DIRECTIONS FOR THIS TASK ->
Print only the line with "shaped like [159,234]." and the lines after it, ending with the last line of the material, each exactly as it stands.

▬▬▬▬▬▬▬▬▬▬

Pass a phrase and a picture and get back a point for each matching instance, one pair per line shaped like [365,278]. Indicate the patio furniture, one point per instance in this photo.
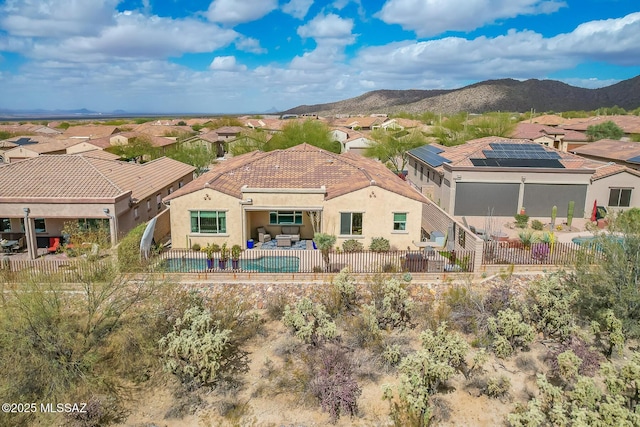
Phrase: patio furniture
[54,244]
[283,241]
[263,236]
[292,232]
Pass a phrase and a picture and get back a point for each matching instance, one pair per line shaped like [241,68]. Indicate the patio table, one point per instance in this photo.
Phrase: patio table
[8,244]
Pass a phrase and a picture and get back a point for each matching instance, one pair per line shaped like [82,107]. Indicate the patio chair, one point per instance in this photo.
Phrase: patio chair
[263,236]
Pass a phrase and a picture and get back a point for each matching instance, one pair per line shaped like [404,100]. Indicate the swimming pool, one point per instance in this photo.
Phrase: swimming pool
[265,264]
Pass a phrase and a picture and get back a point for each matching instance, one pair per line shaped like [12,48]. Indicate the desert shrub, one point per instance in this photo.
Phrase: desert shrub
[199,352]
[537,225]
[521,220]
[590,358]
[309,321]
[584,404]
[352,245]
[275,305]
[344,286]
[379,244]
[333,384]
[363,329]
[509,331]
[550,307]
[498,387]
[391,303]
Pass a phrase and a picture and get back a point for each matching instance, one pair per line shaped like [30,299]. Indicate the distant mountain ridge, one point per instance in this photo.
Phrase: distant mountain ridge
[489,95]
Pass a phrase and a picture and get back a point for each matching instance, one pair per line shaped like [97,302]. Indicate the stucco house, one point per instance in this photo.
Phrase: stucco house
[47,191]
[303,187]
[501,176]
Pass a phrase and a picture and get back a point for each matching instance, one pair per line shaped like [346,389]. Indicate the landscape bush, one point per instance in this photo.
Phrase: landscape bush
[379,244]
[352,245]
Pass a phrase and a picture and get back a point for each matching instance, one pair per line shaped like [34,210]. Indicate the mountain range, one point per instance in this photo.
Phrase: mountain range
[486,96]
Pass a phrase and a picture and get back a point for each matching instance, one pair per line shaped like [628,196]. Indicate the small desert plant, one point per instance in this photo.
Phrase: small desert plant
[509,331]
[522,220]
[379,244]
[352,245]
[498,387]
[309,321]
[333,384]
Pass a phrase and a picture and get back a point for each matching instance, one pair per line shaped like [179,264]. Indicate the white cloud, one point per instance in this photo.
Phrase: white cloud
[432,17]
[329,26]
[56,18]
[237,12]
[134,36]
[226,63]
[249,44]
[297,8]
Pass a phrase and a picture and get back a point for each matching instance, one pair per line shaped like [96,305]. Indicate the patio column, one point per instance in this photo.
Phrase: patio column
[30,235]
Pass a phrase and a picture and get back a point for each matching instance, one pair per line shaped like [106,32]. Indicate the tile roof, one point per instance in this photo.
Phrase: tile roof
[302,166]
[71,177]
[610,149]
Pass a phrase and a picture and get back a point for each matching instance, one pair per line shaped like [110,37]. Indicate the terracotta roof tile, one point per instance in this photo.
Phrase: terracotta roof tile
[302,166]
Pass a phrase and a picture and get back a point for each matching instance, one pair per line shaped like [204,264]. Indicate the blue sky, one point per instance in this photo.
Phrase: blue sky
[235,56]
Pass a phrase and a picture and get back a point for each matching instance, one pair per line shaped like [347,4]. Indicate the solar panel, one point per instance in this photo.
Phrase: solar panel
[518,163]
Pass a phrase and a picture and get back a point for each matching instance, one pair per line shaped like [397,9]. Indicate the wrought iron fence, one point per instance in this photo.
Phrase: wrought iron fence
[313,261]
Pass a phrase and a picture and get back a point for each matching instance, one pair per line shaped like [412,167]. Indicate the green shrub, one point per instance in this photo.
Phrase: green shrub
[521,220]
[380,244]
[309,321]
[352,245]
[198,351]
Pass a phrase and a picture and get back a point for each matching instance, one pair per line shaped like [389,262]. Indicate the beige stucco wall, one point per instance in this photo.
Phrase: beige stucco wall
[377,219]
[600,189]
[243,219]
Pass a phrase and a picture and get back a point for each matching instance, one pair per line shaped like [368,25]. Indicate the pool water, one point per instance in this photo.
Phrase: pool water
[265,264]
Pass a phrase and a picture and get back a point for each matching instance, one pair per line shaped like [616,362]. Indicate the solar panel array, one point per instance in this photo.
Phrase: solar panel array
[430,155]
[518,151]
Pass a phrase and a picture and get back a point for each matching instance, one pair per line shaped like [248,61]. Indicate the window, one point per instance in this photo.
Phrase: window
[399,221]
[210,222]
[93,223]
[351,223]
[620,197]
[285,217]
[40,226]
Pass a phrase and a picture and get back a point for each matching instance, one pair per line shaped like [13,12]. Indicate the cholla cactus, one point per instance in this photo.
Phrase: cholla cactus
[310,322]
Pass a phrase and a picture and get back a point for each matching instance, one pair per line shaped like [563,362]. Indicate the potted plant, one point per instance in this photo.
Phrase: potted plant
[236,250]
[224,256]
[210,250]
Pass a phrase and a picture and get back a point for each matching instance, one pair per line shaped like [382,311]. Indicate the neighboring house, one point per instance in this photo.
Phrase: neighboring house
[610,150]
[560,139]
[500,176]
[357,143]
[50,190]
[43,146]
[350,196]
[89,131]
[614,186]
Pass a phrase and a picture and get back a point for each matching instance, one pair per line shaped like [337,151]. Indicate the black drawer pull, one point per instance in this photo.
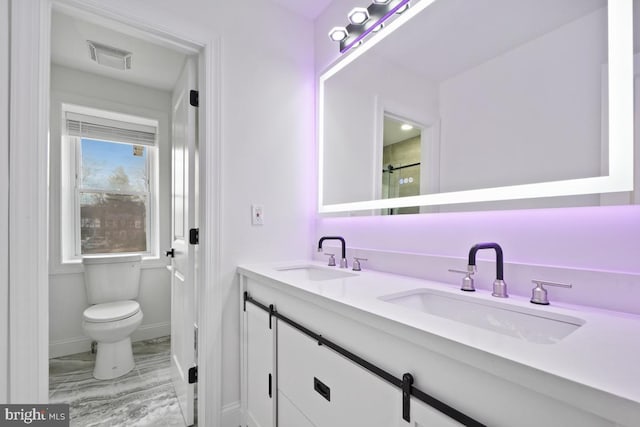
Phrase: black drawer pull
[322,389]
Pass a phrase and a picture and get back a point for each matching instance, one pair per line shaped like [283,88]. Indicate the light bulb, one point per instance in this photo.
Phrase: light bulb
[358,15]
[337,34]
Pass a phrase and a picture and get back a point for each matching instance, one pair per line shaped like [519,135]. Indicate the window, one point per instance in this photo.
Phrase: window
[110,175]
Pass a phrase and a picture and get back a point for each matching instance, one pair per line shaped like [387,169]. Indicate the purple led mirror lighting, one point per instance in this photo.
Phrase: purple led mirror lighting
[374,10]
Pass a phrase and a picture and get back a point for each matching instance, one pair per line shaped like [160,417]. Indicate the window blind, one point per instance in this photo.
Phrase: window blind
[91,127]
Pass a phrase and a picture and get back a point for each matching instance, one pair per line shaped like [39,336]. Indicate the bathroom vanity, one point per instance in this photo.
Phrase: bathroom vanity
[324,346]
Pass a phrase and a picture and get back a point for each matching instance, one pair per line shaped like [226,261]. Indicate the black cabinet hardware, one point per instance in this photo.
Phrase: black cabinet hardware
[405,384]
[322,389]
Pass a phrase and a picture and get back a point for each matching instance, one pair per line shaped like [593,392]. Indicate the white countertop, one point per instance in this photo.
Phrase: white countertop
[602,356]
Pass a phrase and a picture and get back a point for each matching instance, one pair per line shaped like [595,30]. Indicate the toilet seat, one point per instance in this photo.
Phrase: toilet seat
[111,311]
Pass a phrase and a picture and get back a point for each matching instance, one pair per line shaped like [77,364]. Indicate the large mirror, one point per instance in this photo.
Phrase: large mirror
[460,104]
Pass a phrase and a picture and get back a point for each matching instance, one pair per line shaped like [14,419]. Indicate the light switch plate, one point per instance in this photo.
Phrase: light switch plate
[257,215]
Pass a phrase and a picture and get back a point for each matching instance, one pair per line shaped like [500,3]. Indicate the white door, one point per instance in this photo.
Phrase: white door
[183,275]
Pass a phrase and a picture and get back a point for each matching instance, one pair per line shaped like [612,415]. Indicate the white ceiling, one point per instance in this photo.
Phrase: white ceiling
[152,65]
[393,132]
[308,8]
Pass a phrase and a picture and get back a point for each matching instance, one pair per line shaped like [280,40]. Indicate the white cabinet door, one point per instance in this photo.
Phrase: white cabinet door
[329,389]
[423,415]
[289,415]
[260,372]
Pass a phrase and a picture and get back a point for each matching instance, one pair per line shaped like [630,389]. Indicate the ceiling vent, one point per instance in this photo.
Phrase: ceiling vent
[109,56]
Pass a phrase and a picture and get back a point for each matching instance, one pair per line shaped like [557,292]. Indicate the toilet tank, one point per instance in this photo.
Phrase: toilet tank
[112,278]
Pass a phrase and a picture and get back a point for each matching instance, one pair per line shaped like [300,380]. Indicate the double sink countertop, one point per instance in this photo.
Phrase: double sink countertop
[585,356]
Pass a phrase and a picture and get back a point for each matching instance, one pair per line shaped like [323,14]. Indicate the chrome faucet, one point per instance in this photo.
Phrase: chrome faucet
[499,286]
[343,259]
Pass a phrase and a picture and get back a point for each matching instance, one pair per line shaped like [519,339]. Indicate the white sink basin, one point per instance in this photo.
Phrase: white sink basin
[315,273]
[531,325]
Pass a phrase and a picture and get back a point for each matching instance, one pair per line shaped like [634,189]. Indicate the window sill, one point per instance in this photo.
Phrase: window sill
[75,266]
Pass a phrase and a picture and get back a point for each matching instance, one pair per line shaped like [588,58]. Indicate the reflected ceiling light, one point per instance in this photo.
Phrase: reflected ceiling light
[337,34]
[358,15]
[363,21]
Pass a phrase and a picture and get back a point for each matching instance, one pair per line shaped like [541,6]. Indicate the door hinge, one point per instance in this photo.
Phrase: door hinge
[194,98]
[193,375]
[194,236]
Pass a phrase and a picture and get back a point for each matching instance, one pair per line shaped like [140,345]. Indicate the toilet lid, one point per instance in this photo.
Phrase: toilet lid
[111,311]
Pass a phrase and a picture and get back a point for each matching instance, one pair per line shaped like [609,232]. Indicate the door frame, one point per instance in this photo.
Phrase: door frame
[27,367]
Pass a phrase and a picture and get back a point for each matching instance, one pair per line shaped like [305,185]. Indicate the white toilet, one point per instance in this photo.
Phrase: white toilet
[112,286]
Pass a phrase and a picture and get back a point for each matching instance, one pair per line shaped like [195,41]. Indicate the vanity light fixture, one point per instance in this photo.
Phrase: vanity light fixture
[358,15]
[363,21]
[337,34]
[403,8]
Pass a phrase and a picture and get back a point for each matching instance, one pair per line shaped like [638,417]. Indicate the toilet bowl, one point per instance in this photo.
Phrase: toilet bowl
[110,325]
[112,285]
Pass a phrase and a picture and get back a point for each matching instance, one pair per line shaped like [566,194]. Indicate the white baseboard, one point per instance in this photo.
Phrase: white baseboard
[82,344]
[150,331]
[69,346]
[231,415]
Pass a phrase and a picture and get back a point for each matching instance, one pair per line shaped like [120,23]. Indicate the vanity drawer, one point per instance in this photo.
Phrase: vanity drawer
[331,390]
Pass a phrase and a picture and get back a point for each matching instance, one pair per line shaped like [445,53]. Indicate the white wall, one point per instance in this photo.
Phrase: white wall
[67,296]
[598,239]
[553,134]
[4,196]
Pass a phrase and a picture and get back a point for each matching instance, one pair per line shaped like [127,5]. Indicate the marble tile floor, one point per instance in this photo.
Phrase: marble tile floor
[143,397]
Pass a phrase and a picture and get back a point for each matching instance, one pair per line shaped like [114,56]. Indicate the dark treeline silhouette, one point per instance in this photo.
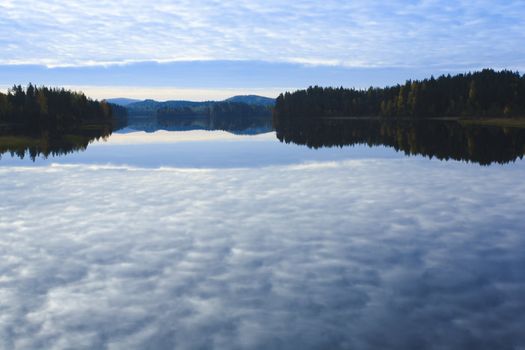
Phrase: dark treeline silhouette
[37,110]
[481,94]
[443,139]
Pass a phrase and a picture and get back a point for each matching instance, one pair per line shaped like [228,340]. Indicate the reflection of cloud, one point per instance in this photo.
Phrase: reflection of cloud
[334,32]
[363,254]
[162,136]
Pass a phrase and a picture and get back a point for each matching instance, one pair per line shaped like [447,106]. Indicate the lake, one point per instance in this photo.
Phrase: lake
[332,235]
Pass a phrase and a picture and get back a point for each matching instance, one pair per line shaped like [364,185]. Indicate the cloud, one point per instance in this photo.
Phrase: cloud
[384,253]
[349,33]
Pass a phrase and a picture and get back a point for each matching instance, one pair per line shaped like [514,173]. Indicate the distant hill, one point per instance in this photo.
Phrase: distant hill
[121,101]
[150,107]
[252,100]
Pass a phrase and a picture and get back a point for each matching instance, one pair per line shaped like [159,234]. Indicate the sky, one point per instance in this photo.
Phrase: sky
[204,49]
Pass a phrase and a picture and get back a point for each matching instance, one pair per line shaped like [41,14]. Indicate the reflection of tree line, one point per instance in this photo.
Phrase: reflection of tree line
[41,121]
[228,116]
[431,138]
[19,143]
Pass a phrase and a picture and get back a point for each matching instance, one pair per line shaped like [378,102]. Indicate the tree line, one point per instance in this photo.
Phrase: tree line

▬▬▬▬▬▬▬▬▬▬

EXERCISE ANSWER ->
Pass a phrase and a picture and get back a point for each matching instance, one pair per line shaped like [159,234]. Indicate the sky, one point per instance in this photo.
Phrase: sky
[204,49]
Pass a phrase and a picture and get back a point for each matching instance, one pair per line shaped like [41,14]. Indicate the reflection of tree line, one point per instance in this photo.
Phrase: reflection of tree line
[41,121]
[228,116]
[431,138]
[19,143]
Pass a phrase and a picture and get back a point for each matching instance, one pair per line shaped like [378,102]. Indicate the tree line, one point per instance in this photo.
Phrase: tree line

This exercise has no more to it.